___ RECORDS SUPPLIED

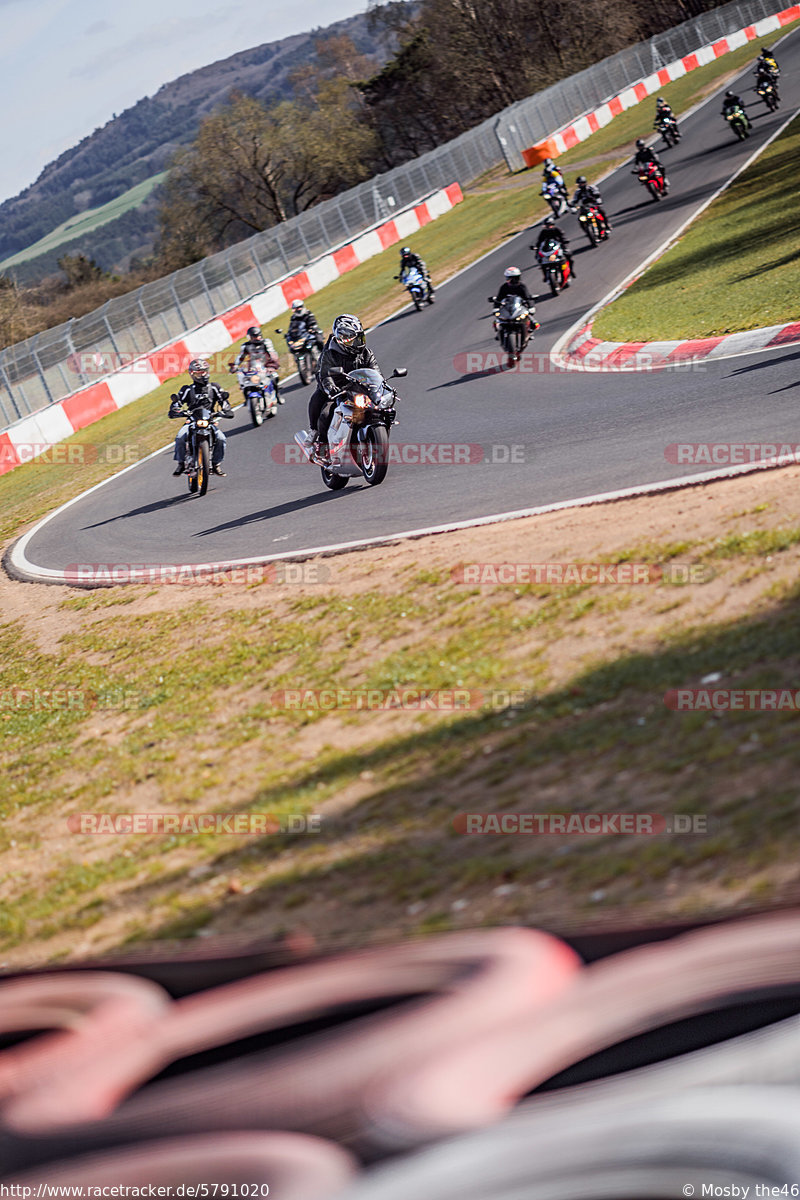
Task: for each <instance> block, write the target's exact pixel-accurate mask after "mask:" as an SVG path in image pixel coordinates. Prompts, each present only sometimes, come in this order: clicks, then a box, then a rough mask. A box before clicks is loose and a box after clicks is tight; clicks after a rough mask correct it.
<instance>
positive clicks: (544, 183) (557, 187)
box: [540, 158, 567, 200]
mask: <svg viewBox="0 0 800 1200" xmlns="http://www.w3.org/2000/svg"><path fill="white" fill-rule="evenodd" d="M549 184H554V185H555V186H557V188H558V190H559V192H560V193H561V196H563V197H564V199H565V200H566V198H567V190H566V184H565V182H564V175H563V174H561V172H560V170H559V168H558V167H557V166H555V163H554V162H553V160H552V158H546V160H545V162H543V164H542V190H541V192H540V196H545V197H546V196H548V185H549Z"/></svg>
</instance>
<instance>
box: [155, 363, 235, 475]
mask: <svg viewBox="0 0 800 1200" xmlns="http://www.w3.org/2000/svg"><path fill="white" fill-rule="evenodd" d="M188 373H190V377H191V379H192V382H191V383H185V384H184V386H182V388H181V389H180V391H179V392H178V395H175V394H174V392H173V395H172V396H170V397H169V400H170V404H169V413H168V416H169V419H170V420H173V421H174V420H178V419H179V418H182V416H186V410H185V409H186V408H188V410H190V412H193V410H194V409H196V408H210V409H211V412H212V413H213V412H215V410H216V409H217V408H218V409H219V412H221V413H222V415H223V416H228V418H231V416H233V415H234V413H233V409H231V407H230V404H229V403H228V397H229V396H230V392H228V391H225V390H224V389H223V388H221V386H219V384H218V383H210V382H209V364H207V362H205V360H203V359H192V361H191V362H190V365H188ZM187 436H188V425H185V426H184V428H182V430H181V431H180V433H179V434H178V437H176V438H175V452H174V455H173V457H174V460H175V462H176V463H178V466H176V467H175V470H174V472H173V475H182V474H184V472H185V470H186V438H187ZM224 456H225V436H224V433H223V432H222V430H221V428H218V427H217V437H216V443H215V446H213V461H212V463H211V473H212V474H213V475H224V474H225V472H224V470H223V469H222V467H221V466H219V463H221V462H222V460H223V458H224Z"/></svg>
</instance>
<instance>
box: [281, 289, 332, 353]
mask: <svg viewBox="0 0 800 1200" xmlns="http://www.w3.org/2000/svg"><path fill="white" fill-rule="evenodd" d="M305 334H314V336H315V338H317V346H318V348H319V349H320V350H321V348H323V347H324V344H325V338H324V337H323V331H321V329H320V328H319V325H318V324H317V318H315V317H314V314H313V312H312V311H311V308H306V305H305V301H302V300H293V301H291V318H290V320H289V329H288V332H287V337H289V338H290V340H291V341H293V342H294V341H296V340H297V338H299V337H302V336H303V335H305Z"/></svg>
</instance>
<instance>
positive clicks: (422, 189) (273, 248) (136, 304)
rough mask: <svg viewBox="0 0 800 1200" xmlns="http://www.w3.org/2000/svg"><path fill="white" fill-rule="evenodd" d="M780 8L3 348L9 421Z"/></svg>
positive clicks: (568, 88)
mask: <svg viewBox="0 0 800 1200" xmlns="http://www.w3.org/2000/svg"><path fill="white" fill-rule="evenodd" d="M775 11H776V6H775V0H733V2H730V4H727V5H723V6H722V7H720V8H714V10H711V11H710V12H706V13H704V14H703V16H700V17H697V18H693V19H692V20H687V22H684V23H682V24H681V25H676V26H675V28H674V29H670V30H668V31H667V32H664V34H660V35H657V36H655V37H652V38H650V40H649V41H646V42H639V43H638V44H636V46H631V47H627V48H626V49H624V50H620V52H619V53H618V54H614V55H612V56H610V58H608V59H603V60H602V61H601V62H596V64H595V65H594V66H591V67H588V68H587V70H585V71H581V72H578V74H576V76H571V77H570V78H569V79H564V80H561V82H560V83H558V84H554V85H553V86H551V88H546V89H545V90H543V91H540V92H537V94H536V95H535V96H530V97H528V98H527V100H523V101H518V102H517V103H516V104H512V106H510V108H506V109H505V110H504V112H503V113H500V114H499V115H498V114H495V115H494V116H491V118H489V119H488V120H486V121H483V122H482V124H481V125H479V126H476V127H475V128H473V130H469V131H468V132H467V133H462V134H461V137H458V138H455V139H453V140H452V142H447V143H446V144H445V145H441V146H438V148H437V149H435V150H431V151H429V152H428V154H425V155H422V156H421V157H420V158H415V160H413V161H411V162H407V163H404V164H403V166H401V167H396V168H395V169H393V170H390V172H387V173H385V174H383V175H378V176H375V178H374V179H371V180H368V181H366V182H363V184H360V185H359V186H357V187H353V188H350V190H349V191H347V192H343V193H342V194H341V196H336V197H333V198H332V199H330V200H325V202H324V203H323V204H318V205H317V206H315V208H313V209H309V210H308V211H307V212H302V214H301V215H300V216H297V217H293V218H291V220H290V221H285V222H283V224H279V226H276V227H273V228H272V229H267V230H265V232H264V233H259V234H255V235H254V236H252V238H248V239H247V240H245V241H240V242H237V244H236V245H235V246H231V247H230V248H228V250H224V251H221V252H219V253H217V254H212V256H210V257H209V258H205V259H203V262H200V263H194V264H192V265H191V266H186V268H184V269H182V270H180V271H175V272H174V274H173V275H168V276H166V277H164V278H162V280H155V281H154V282H152V283H145V284H144V286H143V287H140V288H137V290H136V292H130V293H128V294H126V295H122V296H116V298H114V299H113V300H108V301H107V302H106V304H104V305H103V306H102V307H101V308H97V310H96V311H95V312H91V313H88V314H86V316H84V317H79V318H77V319H72V320H68V322H67V323H66V324H62V325H58V326H55V328H54V329H48V330H43V331H42V332H40V334H36V336H34V337H30V338H28V341H25V342H19V343H18V344H16V346H10V347H7V348H6V349H4V350H0V430H4V428H7V427H8V426H10V425H13V424H14V421H17V420H19V419H20V418H23V416H28V415H29V414H30V413H36V412H40V410H41V409H43V408H47V407H48V406H49V404H52V403H54V402H56V401H59V400H62V398H64V397H65V396H68V395H70V394H71V392H73V391H77V390H78V389H79V388H82V386H84V385H86V384H89V383H96V382H97V377H96V376H95V377H92V378H91V379H90V378H89V377H88V376H85V374H83V373H82V372H80V371H79V370H78V367H79V355H80V354H82V353H84V352H88V350H90V352H98V353H101V354H108V355H122V356H126V358H127V356H131V355H133V356H136V355H139V354H146V353H149V352H150V350H154V349H156V348H157V347H160V346H163V344H166V343H167V342H170V341H173V340H176V338H178V337H180V336H181V335H182V334H185V332H186V331H187V330H191V329H196V328H197V326H198V325H201V324H204V323H205V322H207V320H210V319H212V318H213V317H216V316H218V314H219V313H222V312H224V311H225V310H227V308H231V307H235V305H237V304H241V302H243V301H246V300H248V299H251V298H252V296H253V295H255V294H257V293H259V292H261V290H263V289H264V288H266V287H269V286H270V284H271V283H273V282H276V281H277V280H279V278H284V277H285V276H287V275H289V274H291V272H294V271H297V270H301V269H302V268H305V266H307V265H308V264H309V263H311V262H313V260H314V259H315V258H319V257H321V256H323V254H325V253H329V252H330V251H331V250H332V248H335V247H336V246H338V245H342V244H344V242H347V241H349V240H353V239H354V238H356V236H359V235H360V234H362V233H365V232H366V230H367V229H369V228H373V227H374V226H375V224H378V223H380V222H381V221H386V220H389V218H391V216H392V214H393V212H398V211H401V210H402V209H403V208H408V206H409V205H411V204H414V203H416V202H417V200H419V199H420V198H421V197H423V196H427V194H429V193H431V192H433V191H437V190H438V188H440V187H446V186H447V185H449V184H451V182H452V181H453V180H458V181H459V182H461V184H462V185H467V184H469V182H471V181H473V180H475V179H476V178H477V176H479V175H481V174H482V173H483V172H486V170H488V169H489V168H492V167H497V166H498V164H500V163H501V162H504V161H505V162H506V163H507V166H509V167H510V168H511V169H518V168H521V167H522V166H524V163H523V158H522V150H523V149H527V148H528V146H530V145H533V144H535V143H537V142H541V140H543V138H545V137H547V136H548V134H549V133H552V132H554V131H555V130H558V128H560V127H561V126H564V125H567V124H569V122H570V121H572V120H575V119H576V118H578V116H581V115H582V114H583V113H585V112H588V110H590V109H593V108H596V107H597V106H599V104H601V103H603V102H604V101H606V100H608V98H610V97H612V96H614V95H616V94H619V92H620V91H622V90H625V88H627V86H630V85H631V84H632V83H634V82H636V80H637V79H640V78H645V77H646V76H649V74H651V73H652V72H654V71H657V70H658V68H660V67H662V66H666V65H667V64H668V62H672V61H675V60H676V59H680V58H682V56H684V55H685V54H690V53H691V52H692V50H696V49H699V47H702V46H705V44H708V43H710V42H712V41H716V40H717V38H720V37H724V36H726V35H729V34H733V32H735V31H736V30H739V29H742V28H744V26H746V25H748V24H753V23H754V22H757V20H759V19H760V18H763V17H768V16H771V14H772V13H774V12H775Z"/></svg>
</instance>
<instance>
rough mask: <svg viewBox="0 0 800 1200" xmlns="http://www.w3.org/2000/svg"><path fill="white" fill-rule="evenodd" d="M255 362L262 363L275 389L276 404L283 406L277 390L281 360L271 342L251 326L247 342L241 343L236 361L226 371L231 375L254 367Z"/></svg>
mask: <svg viewBox="0 0 800 1200" xmlns="http://www.w3.org/2000/svg"><path fill="white" fill-rule="evenodd" d="M257 362H263V364H264V365H265V366H266V368H267V371H269V373H270V378H271V380H272V386H273V388H275V398H276V400H277V402H278V404H284V403H285V401H284V398H283V396H282V395H281V390H279V388H278V367H279V366H281V360H279V358H278V355H277V352H276V349H275V346H273V344H272V340H271V338H269V337H264V335H263V334H261V330H260V328H259V326H258V325H251V326H249V329H248V330H247V341H246V342H242V347H241V349H240V352H239V354H237V355H236V361H235V362H230V364H229V365H228V370H229V371H230V373H231V374H235V372H236V371H239V370H242V368H243V367H247V366H255V364H257Z"/></svg>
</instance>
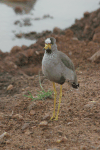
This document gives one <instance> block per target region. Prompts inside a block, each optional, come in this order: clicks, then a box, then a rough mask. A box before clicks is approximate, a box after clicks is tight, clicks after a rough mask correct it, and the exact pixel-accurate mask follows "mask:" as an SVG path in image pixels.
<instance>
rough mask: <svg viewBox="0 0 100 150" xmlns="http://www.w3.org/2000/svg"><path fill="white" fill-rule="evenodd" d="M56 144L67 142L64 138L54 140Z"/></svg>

______

▶ TO-DO ITEM: Reproduce the lines from the start of the entries through the line containing "box: [540, 158, 567, 200]", including both ends. Leave the pictures out of your answer.

▶ OUTPUT OF THE TASK:
Task: for each <instance> block, write the target's exact pixel-accurate mask after "mask:" as an SVG path in image pixel coordinates. Prompts, each present only sometimes, come in this order: clicks, then a box, then a rough mask. A box before clicks is loose and a box after clicks is tight; clicks after a rough mask correct it.
<instance>
positive clicks: (544, 183) (557, 187)
box: [540, 158, 567, 200]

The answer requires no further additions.